Starting from the line containing "For every instance of the black", write out the rest of the entries exactly, through the final line, including nothing else.

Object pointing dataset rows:
^^^^^^^^^^^^^^^^

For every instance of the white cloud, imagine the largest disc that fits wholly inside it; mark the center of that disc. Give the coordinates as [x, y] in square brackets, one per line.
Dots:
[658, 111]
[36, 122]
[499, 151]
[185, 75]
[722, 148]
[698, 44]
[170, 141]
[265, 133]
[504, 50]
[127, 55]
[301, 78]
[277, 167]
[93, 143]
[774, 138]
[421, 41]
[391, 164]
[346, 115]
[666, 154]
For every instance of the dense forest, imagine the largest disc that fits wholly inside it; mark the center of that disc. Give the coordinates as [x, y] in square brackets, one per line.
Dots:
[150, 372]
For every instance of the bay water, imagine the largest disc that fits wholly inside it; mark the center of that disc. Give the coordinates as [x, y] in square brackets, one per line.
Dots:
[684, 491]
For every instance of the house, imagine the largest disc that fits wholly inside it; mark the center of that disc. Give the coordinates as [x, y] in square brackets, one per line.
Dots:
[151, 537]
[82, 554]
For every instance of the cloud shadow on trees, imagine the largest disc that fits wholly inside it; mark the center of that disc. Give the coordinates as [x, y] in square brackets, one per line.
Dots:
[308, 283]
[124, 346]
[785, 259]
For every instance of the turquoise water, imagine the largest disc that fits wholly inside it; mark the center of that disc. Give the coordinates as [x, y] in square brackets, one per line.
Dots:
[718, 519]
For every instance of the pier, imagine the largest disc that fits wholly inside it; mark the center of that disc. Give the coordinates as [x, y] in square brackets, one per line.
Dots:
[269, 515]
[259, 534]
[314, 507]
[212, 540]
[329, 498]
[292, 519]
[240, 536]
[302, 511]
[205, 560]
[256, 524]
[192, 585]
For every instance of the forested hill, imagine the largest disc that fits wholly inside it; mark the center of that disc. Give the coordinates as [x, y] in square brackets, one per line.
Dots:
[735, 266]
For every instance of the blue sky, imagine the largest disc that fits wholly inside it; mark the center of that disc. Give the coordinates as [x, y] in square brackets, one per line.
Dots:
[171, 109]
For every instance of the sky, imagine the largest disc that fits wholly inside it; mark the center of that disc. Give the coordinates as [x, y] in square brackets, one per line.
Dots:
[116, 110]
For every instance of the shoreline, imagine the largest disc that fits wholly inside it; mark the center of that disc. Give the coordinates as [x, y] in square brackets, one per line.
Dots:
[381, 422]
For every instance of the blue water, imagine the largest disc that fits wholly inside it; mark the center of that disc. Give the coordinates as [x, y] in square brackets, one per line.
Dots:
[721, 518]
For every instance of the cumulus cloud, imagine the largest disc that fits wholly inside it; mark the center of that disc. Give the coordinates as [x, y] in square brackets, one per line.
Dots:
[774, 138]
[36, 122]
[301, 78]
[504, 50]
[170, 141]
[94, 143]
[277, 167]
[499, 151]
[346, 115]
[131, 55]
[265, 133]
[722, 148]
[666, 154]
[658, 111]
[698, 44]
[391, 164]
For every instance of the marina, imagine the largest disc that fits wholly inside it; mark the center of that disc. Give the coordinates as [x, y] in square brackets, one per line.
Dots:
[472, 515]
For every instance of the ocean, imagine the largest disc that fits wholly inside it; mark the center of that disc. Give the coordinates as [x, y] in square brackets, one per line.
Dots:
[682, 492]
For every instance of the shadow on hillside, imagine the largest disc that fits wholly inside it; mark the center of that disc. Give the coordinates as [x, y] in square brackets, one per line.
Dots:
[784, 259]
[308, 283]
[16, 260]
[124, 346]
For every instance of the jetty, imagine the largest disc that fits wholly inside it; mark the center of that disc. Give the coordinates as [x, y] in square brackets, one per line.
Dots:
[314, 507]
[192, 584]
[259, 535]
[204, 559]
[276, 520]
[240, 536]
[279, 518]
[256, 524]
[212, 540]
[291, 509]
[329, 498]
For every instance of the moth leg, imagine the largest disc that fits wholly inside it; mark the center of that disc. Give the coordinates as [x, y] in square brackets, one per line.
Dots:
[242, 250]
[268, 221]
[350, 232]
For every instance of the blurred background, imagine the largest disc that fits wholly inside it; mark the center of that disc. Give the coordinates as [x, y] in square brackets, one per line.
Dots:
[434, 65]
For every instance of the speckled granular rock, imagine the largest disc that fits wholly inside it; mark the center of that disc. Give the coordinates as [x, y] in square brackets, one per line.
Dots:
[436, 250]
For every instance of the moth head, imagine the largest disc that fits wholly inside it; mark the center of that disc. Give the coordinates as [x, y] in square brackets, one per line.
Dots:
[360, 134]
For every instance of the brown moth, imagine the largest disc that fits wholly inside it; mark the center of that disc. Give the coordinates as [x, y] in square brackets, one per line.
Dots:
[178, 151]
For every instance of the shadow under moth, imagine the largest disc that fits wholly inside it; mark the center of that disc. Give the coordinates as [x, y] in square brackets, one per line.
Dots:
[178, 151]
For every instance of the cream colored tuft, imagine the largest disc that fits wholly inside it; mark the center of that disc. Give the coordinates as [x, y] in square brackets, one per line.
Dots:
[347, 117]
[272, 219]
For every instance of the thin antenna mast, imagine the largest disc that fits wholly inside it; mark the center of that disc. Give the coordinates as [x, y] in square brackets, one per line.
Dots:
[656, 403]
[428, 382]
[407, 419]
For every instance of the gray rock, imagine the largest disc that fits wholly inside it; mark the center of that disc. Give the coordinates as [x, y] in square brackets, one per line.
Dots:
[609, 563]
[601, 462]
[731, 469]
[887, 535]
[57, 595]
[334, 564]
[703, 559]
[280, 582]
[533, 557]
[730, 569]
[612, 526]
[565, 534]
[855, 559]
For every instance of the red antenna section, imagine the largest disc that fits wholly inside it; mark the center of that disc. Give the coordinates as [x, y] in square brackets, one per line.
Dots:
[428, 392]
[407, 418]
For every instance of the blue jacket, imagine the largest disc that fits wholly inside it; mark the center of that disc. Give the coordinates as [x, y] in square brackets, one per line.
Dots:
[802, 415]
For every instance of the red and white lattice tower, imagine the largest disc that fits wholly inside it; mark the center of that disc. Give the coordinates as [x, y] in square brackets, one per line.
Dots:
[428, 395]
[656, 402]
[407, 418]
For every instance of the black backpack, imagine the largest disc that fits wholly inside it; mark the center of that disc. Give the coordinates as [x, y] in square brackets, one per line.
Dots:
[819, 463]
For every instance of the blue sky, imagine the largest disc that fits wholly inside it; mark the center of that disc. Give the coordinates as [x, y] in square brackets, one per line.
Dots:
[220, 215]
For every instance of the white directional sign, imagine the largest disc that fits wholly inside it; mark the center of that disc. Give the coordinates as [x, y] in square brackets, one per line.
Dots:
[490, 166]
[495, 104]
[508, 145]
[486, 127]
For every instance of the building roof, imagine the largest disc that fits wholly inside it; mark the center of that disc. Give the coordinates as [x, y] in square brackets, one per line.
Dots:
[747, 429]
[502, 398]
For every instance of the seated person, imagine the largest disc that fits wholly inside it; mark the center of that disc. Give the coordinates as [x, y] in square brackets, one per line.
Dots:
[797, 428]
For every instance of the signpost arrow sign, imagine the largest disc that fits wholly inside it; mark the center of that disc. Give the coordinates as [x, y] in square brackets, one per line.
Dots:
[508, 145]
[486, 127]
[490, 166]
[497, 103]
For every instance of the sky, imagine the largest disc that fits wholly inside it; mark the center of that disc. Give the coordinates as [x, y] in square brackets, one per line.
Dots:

^^^^^^^^^^^^^^^^

__Output of the task__
For every instance of the black backpack, imagine the largest disc that fits wholly inside it; mark the center of that disc. Give the coordinates as [x, y] in square brackets, one per line.
Dots:
[819, 463]
For every instance of the blue sky, imagine the largest disc that fits wholly inside it; mark the center of that disc. Give the coordinates as [x, y] in square brackets, one per line.
Dots:
[220, 215]
For every instance of the white directional sign, imagine the largest disc that fits wholly inside it; mark the center of that disc. Give the coordinates as [x, y] in square brackets, one per line.
Dots:
[490, 166]
[495, 104]
[508, 145]
[486, 127]
For every instance of the building roof, imagine the largest disc that fits wholly inside it; mark the center of that disc. Give the coordinates as [x, y] in square brackets, one per line.
Dots:
[747, 429]
[502, 398]
For every instance of the seated person, imagine the largest disc that fits wholly inside it; mark the center of that disc. Give the coordinates as [x, y] in square brackets, one per line.
Dots:
[797, 428]
For every instance of the signpost arrow sign, imagine the largest disc that fits wholly inside it; mark the center of that disc. Give the coordinates as [x, y] in square brackets, one per line.
Dots:
[508, 145]
[486, 127]
[490, 166]
[497, 103]
For every instance of the sky, imagine the largest disc that fits wholly inside it; mark the center of that disc. Give the coordinates as [x, y] in square brackets, one per line.
Dots:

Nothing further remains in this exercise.